[[ Passage shown, beginning ]]

Popular music that helped me through the 1950s

It was on Friday 14th November 1952 that the British singles music charts were first published – but I knew nothing about it!  It was not until Friday 23rd October 1953 that I really ‘hooked into’ popular music of the day.  I kept notes and I played records – and I was told by my parents quite often to ‘turn that noise down’.  Sometimes I did as they asked!  Below are the records for the first 8 years that I made sure I heard who was holding the number one slot on the Friday nearest that magical first date above

1953 – Frankie Laine with ‘Hey Joe’ [2 weeks]

1954 – Don Cornell with ‘Hold My Hand’ [4 weeks]

1955 – Jimmy Young with ‘The Man from Laramie’ [4 weeks]

1956 – Frankie Laine again, this time with ‘A Woman in Love’ [4 weeks]

1957 – Paul Anka with ‘Diana’ [9 weeks starting on 30th August]

1958 – Connie Francis with ‘Carolina Moon’ with ‘Stupid Cupid’ on the flip side of the double ‘A side’ [6 weeks from 26th September.

[[ Passage shown, end ]]

• [Problems to solve]:
1. Rewrite the paragraph of the passage on 1950s popular music that begins "It was on Friday 14th November 1952" as a short bulleted list that keeps its main facts.
2. Answer these questions from the passage on 1950s popular music:
(a) On what date were the British singles charts first published?
(b) How many weeks did 'Diana' spend at number one?
(c) Which song was on the flip side of 'Carolina Moon'?

[[ Supplied entries, beginning ]]

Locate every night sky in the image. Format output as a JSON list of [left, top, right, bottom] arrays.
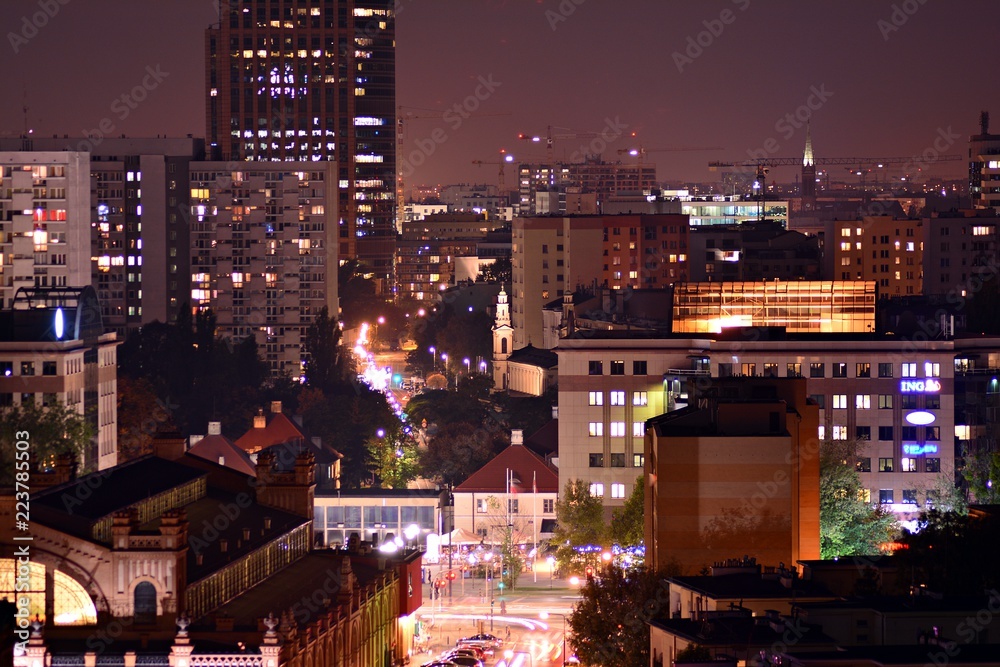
[[0, 0, 1000, 185]]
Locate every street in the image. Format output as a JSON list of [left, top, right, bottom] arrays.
[[411, 566, 579, 667]]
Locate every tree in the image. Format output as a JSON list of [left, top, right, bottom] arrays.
[[303, 306, 344, 391], [819, 440, 899, 558], [0, 401, 96, 486], [476, 257, 513, 285], [611, 475, 646, 547], [420, 422, 496, 484], [567, 565, 670, 667], [552, 479, 607, 572]]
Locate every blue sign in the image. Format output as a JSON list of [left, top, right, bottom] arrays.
[[903, 442, 938, 456]]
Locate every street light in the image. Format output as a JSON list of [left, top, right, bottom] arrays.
[[538, 611, 566, 665]]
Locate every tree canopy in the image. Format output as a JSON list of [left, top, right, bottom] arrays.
[[552, 479, 608, 572], [819, 440, 899, 558], [567, 565, 673, 667]]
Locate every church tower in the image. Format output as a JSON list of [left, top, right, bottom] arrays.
[[802, 123, 816, 211], [493, 286, 514, 391]]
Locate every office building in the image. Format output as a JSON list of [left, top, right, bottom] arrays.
[[0, 285, 118, 471], [205, 0, 396, 292], [0, 150, 90, 308], [190, 162, 339, 379]]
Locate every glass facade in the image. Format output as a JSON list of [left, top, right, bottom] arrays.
[[673, 280, 876, 333]]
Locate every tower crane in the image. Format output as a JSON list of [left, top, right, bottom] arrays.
[[396, 105, 510, 229], [618, 146, 722, 164], [472, 148, 514, 198], [517, 125, 601, 165]]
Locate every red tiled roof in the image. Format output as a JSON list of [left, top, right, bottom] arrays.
[[187, 435, 257, 477], [236, 412, 305, 454], [455, 445, 559, 493]]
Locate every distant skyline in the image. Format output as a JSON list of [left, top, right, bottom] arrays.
[[0, 0, 1000, 188]]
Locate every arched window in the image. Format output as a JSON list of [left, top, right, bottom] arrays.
[[133, 581, 156, 623]]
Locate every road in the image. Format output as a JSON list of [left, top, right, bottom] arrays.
[[411, 573, 580, 667]]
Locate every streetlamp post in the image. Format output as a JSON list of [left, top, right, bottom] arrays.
[[538, 611, 566, 665]]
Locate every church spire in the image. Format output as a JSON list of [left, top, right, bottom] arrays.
[[802, 122, 815, 167]]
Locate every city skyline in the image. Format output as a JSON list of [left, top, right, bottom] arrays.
[[0, 0, 1000, 187]]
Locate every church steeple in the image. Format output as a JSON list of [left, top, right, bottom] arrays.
[[801, 123, 816, 211], [493, 286, 514, 391], [802, 122, 815, 167]]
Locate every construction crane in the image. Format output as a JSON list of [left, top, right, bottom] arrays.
[[517, 125, 601, 165], [618, 146, 722, 164], [396, 105, 510, 230], [472, 148, 514, 194]]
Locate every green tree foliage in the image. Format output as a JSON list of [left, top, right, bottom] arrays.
[[962, 450, 1000, 505], [368, 418, 419, 489], [567, 566, 670, 667], [552, 479, 607, 572], [819, 440, 899, 558], [420, 421, 503, 484], [674, 644, 714, 662], [893, 510, 1000, 596], [0, 401, 95, 486], [302, 306, 346, 392], [611, 475, 646, 547], [118, 308, 268, 433], [476, 257, 513, 285]]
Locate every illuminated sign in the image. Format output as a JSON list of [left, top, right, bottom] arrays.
[[906, 410, 935, 426], [899, 378, 941, 394], [903, 442, 938, 456], [55, 308, 66, 340]]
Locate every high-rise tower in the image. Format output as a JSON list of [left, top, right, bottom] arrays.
[[205, 0, 396, 288], [802, 123, 816, 211]]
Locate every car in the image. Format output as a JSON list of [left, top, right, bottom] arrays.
[[441, 645, 485, 658], [445, 654, 485, 667]]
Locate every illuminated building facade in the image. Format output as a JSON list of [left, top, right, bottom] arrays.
[[824, 215, 924, 297], [205, 0, 396, 289], [0, 285, 118, 471], [673, 280, 876, 334], [190, 162, 338, 378], [0, 151, 90, 308], [516, 155, 657, 216]]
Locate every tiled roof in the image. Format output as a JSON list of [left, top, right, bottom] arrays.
[[187, 435, 257, 477], [455, 445, 559, 493], [236, 412, 307, 454]]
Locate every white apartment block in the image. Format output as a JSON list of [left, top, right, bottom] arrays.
[[191, 162, 338, 379], [0, 151, 91, 308]]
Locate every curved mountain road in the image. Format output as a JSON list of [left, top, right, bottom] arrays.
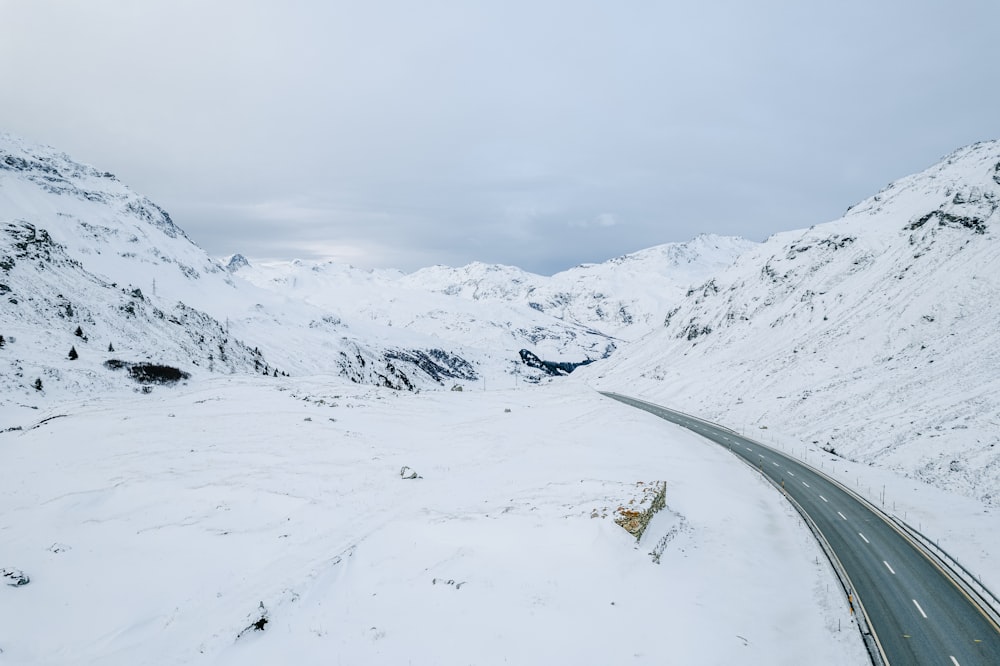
[[602, 393, 1000, 666]]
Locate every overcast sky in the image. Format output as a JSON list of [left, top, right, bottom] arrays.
[[0, 0, 1000, 273]]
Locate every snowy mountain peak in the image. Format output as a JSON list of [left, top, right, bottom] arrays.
[[846, 141, 1000, 234], [583, 141, 1000, 501], [226, 254, 250, 273]]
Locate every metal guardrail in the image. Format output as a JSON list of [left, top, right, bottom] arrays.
[[732, 440, 889, 666], [600, 394, 1000, 666], [889, 516, 1000, 628], [606, 393, 889, 666]]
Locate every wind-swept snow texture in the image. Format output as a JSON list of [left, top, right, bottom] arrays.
[[578, 141, 1000, 506], [0, 377, 867, 666]]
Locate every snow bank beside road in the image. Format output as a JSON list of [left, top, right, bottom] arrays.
[[0, 379, 866, 664]]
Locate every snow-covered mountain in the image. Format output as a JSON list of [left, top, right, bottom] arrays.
[[585, 141, 1000, 503], [401, 234, 755, 340], [228, 236, 754, 372]]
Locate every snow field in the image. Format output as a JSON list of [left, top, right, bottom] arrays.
[[0, 378, 866, 664]]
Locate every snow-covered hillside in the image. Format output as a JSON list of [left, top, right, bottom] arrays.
[[586, 141, 1000, 504], [229, 235, 754, 372], [0, 135, 516, 396], [0, 135, 750, 404], [0, 377, 867, 666]]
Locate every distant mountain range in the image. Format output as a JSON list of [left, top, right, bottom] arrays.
[[0, 130, 1000, 502]]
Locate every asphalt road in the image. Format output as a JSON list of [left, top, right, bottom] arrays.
[[603, 393, 1000, 666]]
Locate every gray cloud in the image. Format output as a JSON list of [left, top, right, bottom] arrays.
[[0, 0, 1000, 272]]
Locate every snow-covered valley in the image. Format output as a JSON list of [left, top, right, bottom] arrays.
[[0, 135, 1000, 664]]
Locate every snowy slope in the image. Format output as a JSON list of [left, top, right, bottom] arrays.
[[230, 236, 754, 372], [0, 135, 492, 396], [0, 377, 867, 666], [401, 235, 754, 340], [588, 141, 1000, 504]]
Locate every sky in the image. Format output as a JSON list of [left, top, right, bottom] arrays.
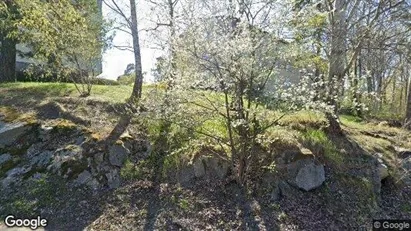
[[100, 1, 161, 82]]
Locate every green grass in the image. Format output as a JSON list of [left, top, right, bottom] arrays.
[[0, 82, 132, 102], [302, 129, 345, 166]]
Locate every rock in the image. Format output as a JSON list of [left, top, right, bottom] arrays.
[[0, 121, 31, 147], [74, 135, 86, 145], [277, 148, 314, 164], [74, 170, 92, 185], [295, 163, 325, 191], [37, 101, 66, 119], [47, 145, 87, 175], [378, 158, 389, 181], [74, 170, 100, 189], [270, 184, 281, 202], [108, 144, 130, 167], [395, 147, 411, 159], [106, 169, 121, 189], [39, 125, 53, 141], [193, 158, 206, 178], [30, 151, 53, 168], [93, 152, 104, 165], [178, 166, 195, 185], [287, 159, 325, 191], [401, 156, 411, 171], [0, 153, 11, 167], [277, 181, 296, 198], [1, 166, 31, 188]]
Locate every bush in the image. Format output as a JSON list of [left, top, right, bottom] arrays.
[[117, 73, 136, 85]]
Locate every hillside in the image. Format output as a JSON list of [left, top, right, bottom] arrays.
[[0, 83, 411, 230]]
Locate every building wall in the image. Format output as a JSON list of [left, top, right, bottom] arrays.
[[16, 0, 103, 75]]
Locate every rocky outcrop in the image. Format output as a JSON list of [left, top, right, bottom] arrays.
[[276, 148, 325, 191], [0, 121, 33, 148], [178, 155, 230, 183], [287, 159, 325, 191], [0, 118, 151, 189]]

[[ Supplied entries, end ]]

• [Solutions in order]:
1.
- The British singles charts were first published on Friday 14th November 1952, though the writer knew nothing about it.
- The writer did not really get hooked on the popular music of the day until Friday 23rd October 1953.
- The writer kept notes and played records.
- The writer's parents often said to "turn that noise down," and the writer sometimes did.
- The list that follows gives the number one record for the first 8 years, on the Friday nearest that first date.

2.
(a) Friday 14th November 1952
(b) 9 weeks, starting on 30th August
(c) 'Stupid Cupid'